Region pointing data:
--------------------
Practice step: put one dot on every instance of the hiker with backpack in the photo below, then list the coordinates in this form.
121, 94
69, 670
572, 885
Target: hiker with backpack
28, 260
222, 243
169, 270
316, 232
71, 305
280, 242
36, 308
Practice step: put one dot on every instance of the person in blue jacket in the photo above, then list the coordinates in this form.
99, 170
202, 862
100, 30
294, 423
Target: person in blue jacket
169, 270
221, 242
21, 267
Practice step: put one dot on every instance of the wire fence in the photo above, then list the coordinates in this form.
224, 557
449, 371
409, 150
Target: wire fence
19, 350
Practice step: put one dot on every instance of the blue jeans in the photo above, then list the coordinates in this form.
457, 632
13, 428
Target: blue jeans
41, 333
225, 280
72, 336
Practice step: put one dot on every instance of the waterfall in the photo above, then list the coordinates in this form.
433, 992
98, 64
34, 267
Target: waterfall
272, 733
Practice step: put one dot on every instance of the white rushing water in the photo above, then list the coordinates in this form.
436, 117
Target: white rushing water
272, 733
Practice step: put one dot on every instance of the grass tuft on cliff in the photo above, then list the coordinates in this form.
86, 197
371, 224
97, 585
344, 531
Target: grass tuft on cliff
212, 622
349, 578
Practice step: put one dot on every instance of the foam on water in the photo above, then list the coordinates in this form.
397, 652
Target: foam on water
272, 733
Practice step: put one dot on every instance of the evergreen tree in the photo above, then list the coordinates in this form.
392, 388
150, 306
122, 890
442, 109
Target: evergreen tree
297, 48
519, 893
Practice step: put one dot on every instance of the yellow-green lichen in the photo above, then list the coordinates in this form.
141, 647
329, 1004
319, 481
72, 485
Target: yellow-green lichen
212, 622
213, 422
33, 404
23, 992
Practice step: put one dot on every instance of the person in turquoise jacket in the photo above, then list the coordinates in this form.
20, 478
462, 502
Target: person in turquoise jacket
--------------------
■ Problem to work on: Print out all the entries above exactly.

■ Response to the task:
Practice step: put one dot on every instance of the hiker with backpack in the photo below, then list the coordinates in this form.
121, 94
69, 670
572, 885
Target: hiker with backpack
28, 260
222, 243
169, 270
316, 232
71, 305
280, 242
36, 308
Practice step: put one dot on every instance of the person in blue jacket in the photo above, then list the coordinates in this form.
99, 170
202, 862
100, 30
294, 423
Target: person in blue jacket
169, 270
221, 242
21, 267
Practice step: put one dot on every instance of the wire fence in the photo above, then list the coordinates in this form.
224, 557
449, 371
409, 150
Target: wire fence
19, 350
Practice step: put one dot on every instance of the blue jeans in the photo above, then list the coordinates in this form.
457, 632
13, 428
Target: blue jeans
41, 333
225, 280
72, 336
Practice step: put one dot on every instance of the waterfall in the photo above, then list the coordinates in this form.
433, 992
98, 64
34, 267
Target: waterfall
272, 733
Practice step: put one dot on every instance of the white rushing water in the photo above, then list the coordinates in this form.
436, 117
Target: white rushing water
272, 733
Practice step: put one dot on every instance of the grass tuft on cliff in the photo above, then list the coordinates in this form.
86, 197
371, 224
97, 585
344, 531
Target: grass tuft on cliff
212, 622
349, 578
Practice step: put one dot on every instance of the foam on water in the photo above, then list the coordinates in this form.
397, 652
Target: foam on water
272, 733
Practice step: put one dot on every instance of the evergreen tree in the photo above, then list the coordinates in this form.
392, 388
150, 306
122, 890
442, 109
Target: evergreen tree
297, 48
519, 893
Practice step: put one dot on every instance of the yellow-green lichen in the photo above, then list the coordinates in this form.
141, 647
329, 1004
319, 481
72, 485
Target: yellow-green lichen
212, 622
213, 422
33, 404
23, 992
Practice step: put one dot on every instance of the person in turquoise jacket in the photo above, then list the coordinates in this form.
20, 478
462, 502
Target: person in turquoise jacket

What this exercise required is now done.